# [YOUR ASSIGNMENT]
Word for word, transcribe the records that follow.

# [DATASET EXTRACT]

-------

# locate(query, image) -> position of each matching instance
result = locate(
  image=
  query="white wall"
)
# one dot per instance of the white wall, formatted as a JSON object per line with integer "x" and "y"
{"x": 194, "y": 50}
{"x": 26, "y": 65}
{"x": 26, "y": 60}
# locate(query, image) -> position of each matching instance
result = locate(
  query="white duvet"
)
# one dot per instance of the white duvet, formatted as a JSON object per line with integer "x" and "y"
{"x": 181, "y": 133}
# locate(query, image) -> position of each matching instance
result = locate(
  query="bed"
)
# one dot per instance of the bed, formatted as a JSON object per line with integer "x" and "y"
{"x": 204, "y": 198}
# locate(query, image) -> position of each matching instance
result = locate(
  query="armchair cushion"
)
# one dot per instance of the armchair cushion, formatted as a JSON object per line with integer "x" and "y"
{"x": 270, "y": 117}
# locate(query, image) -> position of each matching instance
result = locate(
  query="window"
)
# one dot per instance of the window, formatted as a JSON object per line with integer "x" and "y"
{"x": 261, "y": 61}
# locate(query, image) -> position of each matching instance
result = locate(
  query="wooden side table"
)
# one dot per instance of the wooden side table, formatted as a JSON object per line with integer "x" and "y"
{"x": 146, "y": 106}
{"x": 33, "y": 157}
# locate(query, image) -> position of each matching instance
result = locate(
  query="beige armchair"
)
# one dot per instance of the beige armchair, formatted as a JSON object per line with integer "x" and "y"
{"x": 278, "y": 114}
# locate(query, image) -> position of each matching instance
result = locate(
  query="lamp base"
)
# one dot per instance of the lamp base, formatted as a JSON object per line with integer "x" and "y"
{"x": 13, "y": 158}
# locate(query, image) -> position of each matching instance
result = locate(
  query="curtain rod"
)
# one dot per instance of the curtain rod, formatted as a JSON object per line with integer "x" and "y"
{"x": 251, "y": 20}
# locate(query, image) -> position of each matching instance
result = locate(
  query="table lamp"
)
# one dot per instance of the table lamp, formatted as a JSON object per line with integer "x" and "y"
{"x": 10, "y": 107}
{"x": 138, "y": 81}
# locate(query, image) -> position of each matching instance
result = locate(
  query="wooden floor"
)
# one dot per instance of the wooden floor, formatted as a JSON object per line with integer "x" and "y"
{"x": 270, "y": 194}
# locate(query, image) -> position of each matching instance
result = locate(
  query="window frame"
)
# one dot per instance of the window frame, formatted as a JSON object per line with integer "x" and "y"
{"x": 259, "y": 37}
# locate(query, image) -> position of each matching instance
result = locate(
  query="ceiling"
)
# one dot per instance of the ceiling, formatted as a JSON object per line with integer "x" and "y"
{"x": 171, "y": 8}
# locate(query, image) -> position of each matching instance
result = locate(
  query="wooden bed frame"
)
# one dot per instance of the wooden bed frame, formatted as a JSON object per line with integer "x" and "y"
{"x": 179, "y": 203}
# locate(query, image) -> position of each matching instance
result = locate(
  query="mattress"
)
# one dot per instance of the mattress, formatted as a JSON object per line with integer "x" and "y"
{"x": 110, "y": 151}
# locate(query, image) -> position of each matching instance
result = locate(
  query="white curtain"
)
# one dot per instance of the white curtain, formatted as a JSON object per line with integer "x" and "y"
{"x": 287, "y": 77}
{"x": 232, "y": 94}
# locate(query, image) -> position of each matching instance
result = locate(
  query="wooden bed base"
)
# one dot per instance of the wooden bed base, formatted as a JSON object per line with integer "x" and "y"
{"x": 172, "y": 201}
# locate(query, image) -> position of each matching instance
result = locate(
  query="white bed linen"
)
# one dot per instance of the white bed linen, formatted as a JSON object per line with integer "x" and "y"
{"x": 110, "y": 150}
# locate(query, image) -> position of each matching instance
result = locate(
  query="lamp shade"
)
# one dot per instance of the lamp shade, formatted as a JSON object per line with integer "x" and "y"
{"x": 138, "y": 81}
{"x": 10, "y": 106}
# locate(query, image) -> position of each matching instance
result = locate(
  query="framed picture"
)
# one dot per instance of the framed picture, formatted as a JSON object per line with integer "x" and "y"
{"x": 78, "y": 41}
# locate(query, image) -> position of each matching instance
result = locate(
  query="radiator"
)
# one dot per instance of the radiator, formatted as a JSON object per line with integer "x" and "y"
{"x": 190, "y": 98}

-------

# [ANSWER SECTION]
# locate(query, image) -> position of each matching instance
result = locate(
  image=
  query="white wall"
)
# one dot per instance of the white wall, formatted as a JSON object per line with integer "x" and "y"
{"x": 194, "y": 50}
{"x": 26, "y": 65}
{"x": 26, "y": 60}
# locate(query, image) -> position of each matching instance
result = locate(
  query="white duvet"
)
# one dot per instance of the white duvet, formatted as a JSON object per line with integer "x" and "y"
{"x": 181, "y": 133}
# locate(query, image) -> position of each matching instance
result = locate(
  query="bed"
)
# one dot per instance of the bed, formatted as a JSON object per line with integer "x" and "y"
{"x": 204, "y": 198}
# locate(query, image) -> position of each matching instance
result = locate(
  query="armchair cushion"
)
# one dot per instance of the armchair cushion, formatted as a JSON object per line with integer "x" and "y"
{"x": 270, "y": 117}
# locate(query, image) -> position of each matching instance
result = locate(
  query="window"
)
# one dot per instance of the window, formatted as a JSON object per line with integer "x" and "y"
{"x": 261, "y": 61}
# locate(query, image) -> position of each matching instance
result = locate(
  query="wooden side table"
)
# one dot per instance of the wooden side table, formatted as a JSON object per line with integer "x" and "y"
{"x": 146, "y": 106}
{"x": 33, "y": 157}
# locate(query, image) -> position of each matching instance
result = locate(
  query="beige armchair"
)
# one dot per instance of the beige armchair, formatted as a JSON object per line with integer "x" and "y"
{"x": 278, "y": 114}
# locate(query, image) -> position of each matching instance
result = locate(
  query="lamp base"
)
# one dot per instance of the lamp base, formatted as a JSON object per line with integer "x" and "y"
{"x": 13, "y": 158}
# locate(query, image) -> position of each matching instance
result = locate(
  query="curtain rod"
)
# one dot per instance of the curtain rod, formatted as a JSON object per line with integer "x" and "y"
{"x": 251, "y": 20}
# locate(query, image) -> position of each matching instance
result = locate(
  query="table lamp"
)
# one dot per instance of the table lamp, formatted as a JSON object per line with integer "x" and "y"
{"x": 10, "y": 107}
{"x": 138, "y": 81}
# locate(query, image) -> position of each matching instance
result = locate(
  query="wooden floor"
)
# one dot per instance of the wooden floor, formatted as a JSON object per line with integer "x" and "y"
{"x": 270, "y": 194}
# locate(query, image) -> position of each matching instance
result = locate(
  query="window frame"
)
# one dot per instance of the window frame, formatted as a JSON object per line with integer "x" and "y"
{"x": 259, "y": 37}
# locate(query, image) -> position of each matching instance
result = locate(
  query="ceiling"
)
# one dot per instance of the ceiling, formatted as a JSON object per line with integer "x" and "y"
{"x": 171, "y": 8}
# locate(query, image) -> position of each matching instance
result = locate(
  query="wooden bed frame"
)
# one dot per instance of the wooden bed frame, formatted as a JSON object per line with integer "x" and "y"
{"x": 179, "y": 203}
# locate(query, image) -> position of each matching instance
result = locate(
  query="mattress"
)
# one dot per instance of the mattress, formatted as a JSON object per line with integer "x" and "y"
{"x": 110, "y": 151}
# locate(query, image) -> position of each matching instance
result = locate(
  query="white curtain"
)
# one dot per instance of the white curtain, formatted as a JSON object per line with integer "x" and "y"
{"x": 287, "y": 77}
{"x": 232, "y": 94}
# locate(query, image) -> position of each matching instance
result = locate(
  query="wooden bed base"
)
# one dot per instance of the wooden bed base, formatted as a JSON object per line with integer "x" and "y"
{"x": 172, "y": 201}
# locate(query, image) -> position of each matching instance
result = locate(
  query="white bed linen"
)
# one dot per instance of the white bed linen, formatted as a JSON object per line with integer "x" and "y"
{"x": 110, "y": 150}
# locate(query, image) -> position of each matching instance
result = locate(
  query="lamp shade"
)
# one dot per instance of the lamp shade, formatted as a JSON object per line with integer "x" and "y"
{"x": 138, "y": 81}
{"x": 10, "y": 106}
# locate(query, image) -> position of each matching instance
result = locate(
  query="framed picture"
)
# one dot per instance of the framed picture, formatted as a JSON object per line with integer "x" and "y"
{"x": 78, "y": 41}
# locate(query, image) -> position of each matching instance
result = locate(
  query="radiator"
)
# one dot per instance of the radiator, formatted as a JSON object per line with integer "x" and "y"
{"x": 190, "y": 98}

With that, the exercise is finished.